**Page extract:**
────────────────────────────────────────

Ah, rachamim, but you've proved my point exactly!
1) First, it's not even clear whether you are a creationist in the sense I'm referring to. Note that the creationism I'm speaking of (as you would know if you'd read the earlier posts!) has absolutely nothing to do with whether you believe your god or gods created or "are responsible" for the universe. It has to do with whether you accept the empirical facts about the age of the Earth & universe, the relatedness of life on Earth (including human life) to each other, and its gradual evolution from life from a common ancestor. Creationists, as I (and many others) use the term in this context, are people who don't.

────────────────────────────────────────

**What to do:**
1) In the post on creationism, what does the writer say creationists, in the sense meant here, do not accept?
2) Copy from the post on creationism word for word, starting at "1) First, it's" and ending at "people who don't.".
3) Carry on the post on creationism from the point where it stops.

**Stored data:**
────────────────────────────────────────

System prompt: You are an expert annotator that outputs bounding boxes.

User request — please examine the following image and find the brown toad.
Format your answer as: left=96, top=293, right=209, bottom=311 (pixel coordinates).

────────────────────────────────────────

**Answers to the exercises:**
1) The empirical facts about the age of the Earth and universe, the relatedness of life on Earth (including human life) to each other, and its gradual evolution from a common ancestor.

2)
1) First, it's not even clear whether you are a creationist in the sense I'm referring to. Note that the creationism I'm speaking of (as you would know if you'd read the earlier posts!) has absolutely nothing to do with whether you believe your god or gods created or "are responsible" for the universe. It has to do with whether you accept the empirical facts about the age of the Earth & universe, the relatedness of life on Earth (including human life) to each other, and its gradual evolution from life from a common ancestor. Creationists, as I (and many others) use the term in this context, are people who don't.

3)
2) Indeed, you appear to be a literalist/fundamentalist Jew from what I can see, given your remarks on scripture and adherence to some of the wackier points of law. So it's hardly surprising to find you'd be a creationist (if indeed you are!) This is what we nearly always find with creationists --
they fundamentally believe in creationism because their preferred interpretation of their religious teachings require it. You always see the creationist arguments about the scientific evidence come later, when cognitive dissonance forces them to believe that the evidence
mustn't show anything that disagrees with their pre-existing religious beliefs.
3) Finally, as you noticed

, I made many generalizations about the typical ignorance of creationists. While one example proves nothing, I'll just note that you're helping my case here:
As for the irrefutable aspects of Evolution, there IS a very good reason why it is called the "THEORY of Evolution."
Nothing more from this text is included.